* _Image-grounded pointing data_
+ + +

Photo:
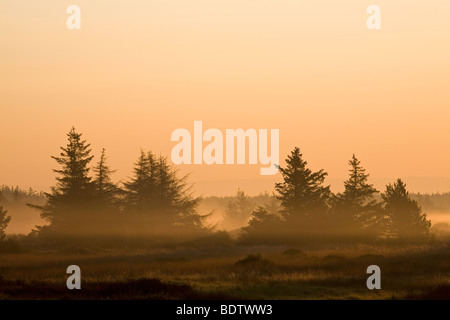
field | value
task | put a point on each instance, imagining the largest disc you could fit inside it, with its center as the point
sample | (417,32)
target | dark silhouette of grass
(139,289)
(439,293)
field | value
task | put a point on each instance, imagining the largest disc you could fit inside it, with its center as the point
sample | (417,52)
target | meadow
(221,269)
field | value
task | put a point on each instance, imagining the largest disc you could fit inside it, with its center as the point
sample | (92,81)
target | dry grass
(242,272)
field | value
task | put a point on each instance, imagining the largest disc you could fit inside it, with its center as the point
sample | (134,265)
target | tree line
(309,208)
(155,200)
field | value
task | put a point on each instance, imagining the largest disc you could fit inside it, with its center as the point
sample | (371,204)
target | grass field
(229,272)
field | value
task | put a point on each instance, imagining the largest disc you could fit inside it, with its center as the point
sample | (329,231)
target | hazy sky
(137,70)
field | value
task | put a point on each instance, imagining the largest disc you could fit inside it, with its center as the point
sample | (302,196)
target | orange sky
(137,70)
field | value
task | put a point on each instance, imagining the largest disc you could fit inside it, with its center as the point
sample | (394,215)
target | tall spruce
(4,221)
(68,203)
(406,216)
(106,192)
(356,209)
(304,199)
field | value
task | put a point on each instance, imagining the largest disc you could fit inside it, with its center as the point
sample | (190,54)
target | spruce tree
(106,193)
(4,221)
(406,216)
(355,209)
(159,199)
(304,199)
(141,189)
(68,203)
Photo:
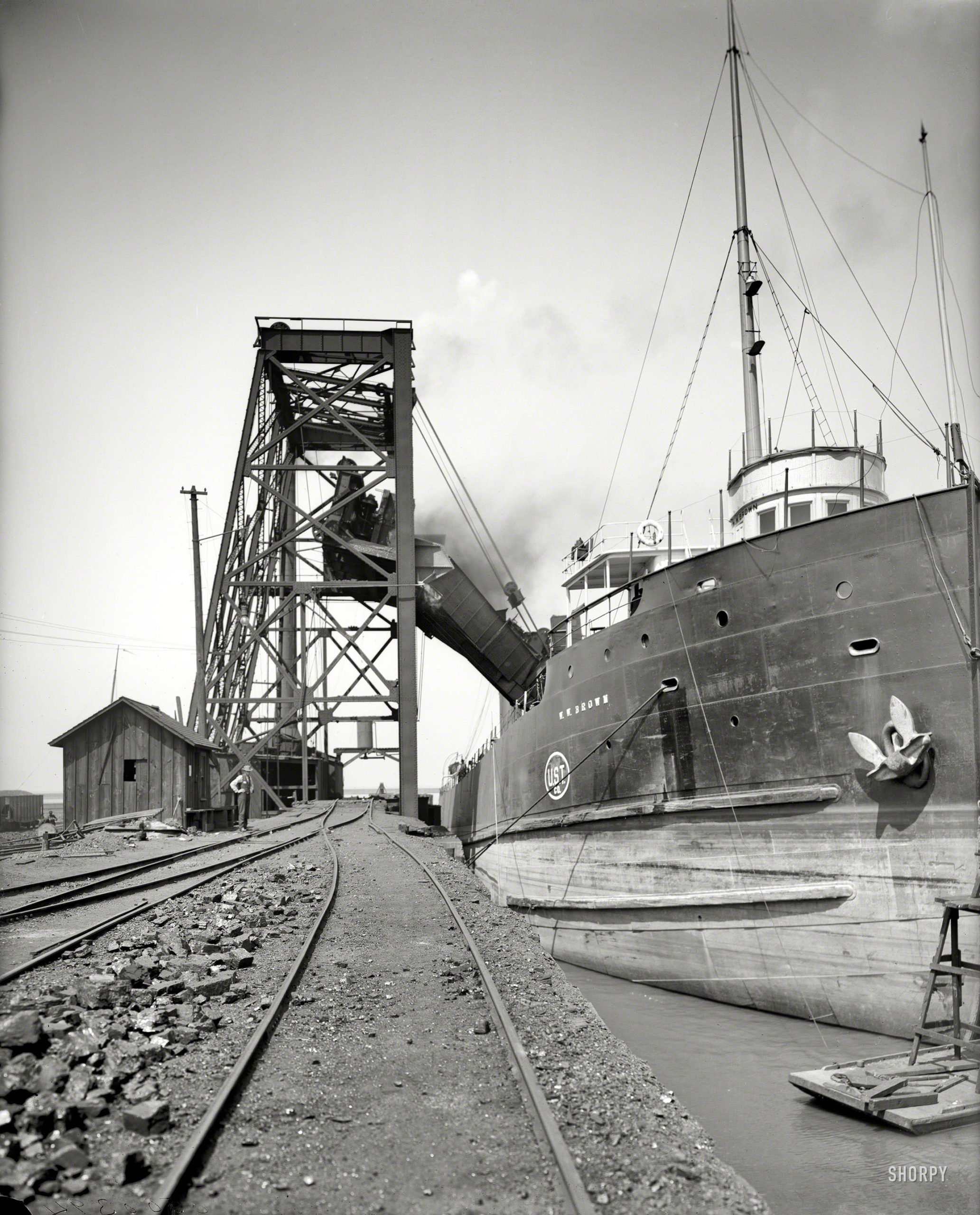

+ + +

* _WHAT YOU HAVE TO DO_
With the pictures dropped, write out all of the entries word for word.

* _EXERCISE ANSWER_
Photo:
field | value
task | put a point on each instance, imagining the largest disc you could fit inside it, with its center as the point
sample | (417,32)
target | dark silhouette of grass
(139,289)
(439,293)
field | value
task | put a point on each instance, imagining the largest disc you could fit inside it, with its center as the point
sample | (417,52)
target | meadow
(221,269)
field | value
task | put a point on each instance, imagining the largest disc you could fit inside it, with its center as the point
sample | (92,81)
target | dry grass
(242,272)
field | value
task | put a point on each instance, imagining the largest disc you could fit inside it, with its center as the point
sample | (134,265)
target | tree line
(309,208)
(155,200)
field | value
task | put a point on each instance, imagining the largest disc you could fit inside it, with its center as the point
sample | (371,204)
target | grass field
(229,272)
field | value
task | put a point on each instance, imagining the largest disc you could fit inside it, with its center as the point
sample | (329,231)
target | hazy sky
(137,70)
field | value
task | put a point on each instance, imagining the largest disc you could fit inside it, with its center as the point
sample | (302,196)
target | orange sky
(137,70)
field | value
task | put a point on each instance, imagining the largest disc you could fit inside it, with its center as the point
sample | (394,215)
target | tall spruce
(4,221)
(68,203)
(406,216)
(106,192)
(356,209)
(304,199)
field | value
task | put a point on each instance, imagining the largest disc you could fit inside it, with its center as the point
sample | (190,54)
target | spruce tree
(106,193)
(4,221)
(406,216)
(355,209)
(159,199)
(304,199)
(141,189)
(68,203)
Photo:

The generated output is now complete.